## Requirement
Rewrite the rows from the line with "Draw the outline of every instance of the sky" up to and including the line with "18], [459, 27]]". Replace "sky" with "sea" and change nothing else.

## Records for this task
* * * * * * * * *
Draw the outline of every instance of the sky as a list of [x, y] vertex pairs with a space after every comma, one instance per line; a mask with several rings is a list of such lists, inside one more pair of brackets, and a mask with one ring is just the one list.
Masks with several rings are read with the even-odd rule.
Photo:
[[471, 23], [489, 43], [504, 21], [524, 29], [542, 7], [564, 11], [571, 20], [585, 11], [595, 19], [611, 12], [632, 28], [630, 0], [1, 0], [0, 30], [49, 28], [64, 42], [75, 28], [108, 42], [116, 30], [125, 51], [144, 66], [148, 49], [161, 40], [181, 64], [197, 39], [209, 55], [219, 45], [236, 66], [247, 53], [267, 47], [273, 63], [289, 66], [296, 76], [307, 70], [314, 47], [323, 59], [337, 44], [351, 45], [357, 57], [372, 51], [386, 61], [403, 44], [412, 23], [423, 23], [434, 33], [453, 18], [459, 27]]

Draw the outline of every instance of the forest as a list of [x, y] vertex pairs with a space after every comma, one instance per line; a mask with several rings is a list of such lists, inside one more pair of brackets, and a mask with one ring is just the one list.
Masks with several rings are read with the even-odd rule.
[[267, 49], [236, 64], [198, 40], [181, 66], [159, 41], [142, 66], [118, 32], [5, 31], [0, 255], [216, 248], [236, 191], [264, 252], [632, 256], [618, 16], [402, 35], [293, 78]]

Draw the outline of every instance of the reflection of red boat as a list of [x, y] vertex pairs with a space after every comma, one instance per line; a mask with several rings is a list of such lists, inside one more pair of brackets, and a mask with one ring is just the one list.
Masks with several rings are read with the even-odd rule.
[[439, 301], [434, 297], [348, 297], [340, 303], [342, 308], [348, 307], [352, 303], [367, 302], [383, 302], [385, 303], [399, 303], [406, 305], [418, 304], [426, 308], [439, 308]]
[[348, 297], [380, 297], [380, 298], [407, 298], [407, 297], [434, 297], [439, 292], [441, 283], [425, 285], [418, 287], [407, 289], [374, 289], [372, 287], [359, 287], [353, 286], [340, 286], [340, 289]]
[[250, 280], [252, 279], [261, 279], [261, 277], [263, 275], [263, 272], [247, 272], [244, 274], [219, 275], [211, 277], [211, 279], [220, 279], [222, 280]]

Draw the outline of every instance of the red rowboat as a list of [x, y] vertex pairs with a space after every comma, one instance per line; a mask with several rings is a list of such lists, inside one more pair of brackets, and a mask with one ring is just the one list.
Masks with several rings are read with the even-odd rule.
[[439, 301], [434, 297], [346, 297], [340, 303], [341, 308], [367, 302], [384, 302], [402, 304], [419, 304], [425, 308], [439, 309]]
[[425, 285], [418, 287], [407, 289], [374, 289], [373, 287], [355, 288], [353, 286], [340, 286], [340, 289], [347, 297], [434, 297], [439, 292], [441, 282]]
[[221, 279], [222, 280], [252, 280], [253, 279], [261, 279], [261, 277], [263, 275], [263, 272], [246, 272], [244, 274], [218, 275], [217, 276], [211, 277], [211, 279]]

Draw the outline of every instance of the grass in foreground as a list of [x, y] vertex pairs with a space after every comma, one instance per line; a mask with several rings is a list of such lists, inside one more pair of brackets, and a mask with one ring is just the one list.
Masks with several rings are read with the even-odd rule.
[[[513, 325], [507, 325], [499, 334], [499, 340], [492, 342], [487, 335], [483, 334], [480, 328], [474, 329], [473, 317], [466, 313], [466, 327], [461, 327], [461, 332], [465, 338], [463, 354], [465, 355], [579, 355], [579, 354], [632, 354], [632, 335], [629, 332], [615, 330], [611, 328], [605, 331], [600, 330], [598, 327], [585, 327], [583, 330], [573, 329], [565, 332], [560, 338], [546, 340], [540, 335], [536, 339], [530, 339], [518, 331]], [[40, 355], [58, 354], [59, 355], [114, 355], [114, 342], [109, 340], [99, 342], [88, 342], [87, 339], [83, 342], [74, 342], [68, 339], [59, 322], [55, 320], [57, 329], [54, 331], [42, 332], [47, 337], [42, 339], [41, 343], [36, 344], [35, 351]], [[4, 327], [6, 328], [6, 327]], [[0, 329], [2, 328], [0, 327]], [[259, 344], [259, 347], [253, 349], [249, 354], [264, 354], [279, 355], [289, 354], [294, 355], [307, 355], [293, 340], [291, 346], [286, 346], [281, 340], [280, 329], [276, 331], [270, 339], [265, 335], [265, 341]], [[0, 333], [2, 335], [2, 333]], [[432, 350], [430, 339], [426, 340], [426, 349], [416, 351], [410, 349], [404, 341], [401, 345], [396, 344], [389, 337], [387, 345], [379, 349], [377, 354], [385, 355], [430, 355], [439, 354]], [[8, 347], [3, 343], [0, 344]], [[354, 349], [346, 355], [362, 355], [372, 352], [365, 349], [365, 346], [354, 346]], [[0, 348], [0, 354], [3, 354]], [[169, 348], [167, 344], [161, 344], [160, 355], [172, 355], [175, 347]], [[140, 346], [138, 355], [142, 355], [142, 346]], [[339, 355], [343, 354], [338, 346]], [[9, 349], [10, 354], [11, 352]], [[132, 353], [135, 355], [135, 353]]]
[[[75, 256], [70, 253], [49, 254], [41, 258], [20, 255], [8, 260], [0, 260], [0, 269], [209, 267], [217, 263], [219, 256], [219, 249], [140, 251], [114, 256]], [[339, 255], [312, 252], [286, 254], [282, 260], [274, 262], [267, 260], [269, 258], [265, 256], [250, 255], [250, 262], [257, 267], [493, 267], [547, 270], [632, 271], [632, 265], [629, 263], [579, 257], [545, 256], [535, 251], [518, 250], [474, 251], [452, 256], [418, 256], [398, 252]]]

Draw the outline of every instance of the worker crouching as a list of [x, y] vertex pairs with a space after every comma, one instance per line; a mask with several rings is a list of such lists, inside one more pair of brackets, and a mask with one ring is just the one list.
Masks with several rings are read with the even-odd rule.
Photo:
* * * * * * * * *
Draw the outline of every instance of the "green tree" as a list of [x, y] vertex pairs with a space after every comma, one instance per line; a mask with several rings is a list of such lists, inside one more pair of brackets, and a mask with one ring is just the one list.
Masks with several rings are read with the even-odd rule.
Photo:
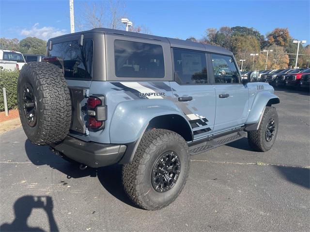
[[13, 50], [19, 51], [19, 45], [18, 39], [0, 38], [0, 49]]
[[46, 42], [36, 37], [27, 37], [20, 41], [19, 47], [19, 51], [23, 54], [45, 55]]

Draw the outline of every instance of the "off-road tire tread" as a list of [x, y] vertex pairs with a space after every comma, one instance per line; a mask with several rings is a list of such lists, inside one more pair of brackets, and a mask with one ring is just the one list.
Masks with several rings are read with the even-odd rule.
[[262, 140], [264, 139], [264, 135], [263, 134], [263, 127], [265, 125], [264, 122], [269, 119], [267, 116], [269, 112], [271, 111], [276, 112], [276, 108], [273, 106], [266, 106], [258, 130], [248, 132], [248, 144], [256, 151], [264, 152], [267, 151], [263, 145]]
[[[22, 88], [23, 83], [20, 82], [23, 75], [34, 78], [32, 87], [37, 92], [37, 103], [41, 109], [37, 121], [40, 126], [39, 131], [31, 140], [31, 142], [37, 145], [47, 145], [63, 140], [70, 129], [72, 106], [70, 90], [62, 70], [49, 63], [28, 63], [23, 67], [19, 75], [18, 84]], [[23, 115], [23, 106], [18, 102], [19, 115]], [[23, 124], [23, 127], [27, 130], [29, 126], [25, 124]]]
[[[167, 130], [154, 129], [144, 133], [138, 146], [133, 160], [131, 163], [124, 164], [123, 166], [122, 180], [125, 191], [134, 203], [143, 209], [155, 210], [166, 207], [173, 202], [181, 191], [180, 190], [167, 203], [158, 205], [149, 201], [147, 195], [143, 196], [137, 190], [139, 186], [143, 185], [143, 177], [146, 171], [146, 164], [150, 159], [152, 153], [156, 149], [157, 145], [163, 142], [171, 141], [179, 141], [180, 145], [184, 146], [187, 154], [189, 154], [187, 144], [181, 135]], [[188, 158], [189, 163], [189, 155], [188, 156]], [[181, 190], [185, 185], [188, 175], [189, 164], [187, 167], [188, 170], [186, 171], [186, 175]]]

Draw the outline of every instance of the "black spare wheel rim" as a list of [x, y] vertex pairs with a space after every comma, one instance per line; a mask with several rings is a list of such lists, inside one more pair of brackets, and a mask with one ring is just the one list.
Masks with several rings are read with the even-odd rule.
* * * * * * * * *
## Finished answer
Draw the outline of every instance of the sea as a list of [x, y] vertex pairs with a space after every comma, one instance per line; a mask with several rings is a list of such lists, inside one more pair of brackets, and a mask with one ring is just the one list.
Masks with several rings are read with the even-odd rule.
Photo:
[[471, 23], [489, 43], [504, 21], [524, 29], [542, 7], [564, 11], [571, 20], [585, 11], [595, 19], [611, 12], [632, 28], [630, 0], [1, 0], [0, 30], [49, 28], [64, 42], [75, 28], [108, 42], [116, 30], [125, 51], [144, 66], [148, 49], [161, 40], [181, 64], [197, 39], [209, 55], [219, 45], [236, 66], [247, 53], [267, 47], [273, 63], [289, 66], [296, 76], [307, 70], [314, 47], [323, 59], [337, 44], [351, 45], [357, 57], [372, 51], [386, 61], [403, 44], [412, 23], [423, 23], [434, 33], [453, 18], [459, 27]]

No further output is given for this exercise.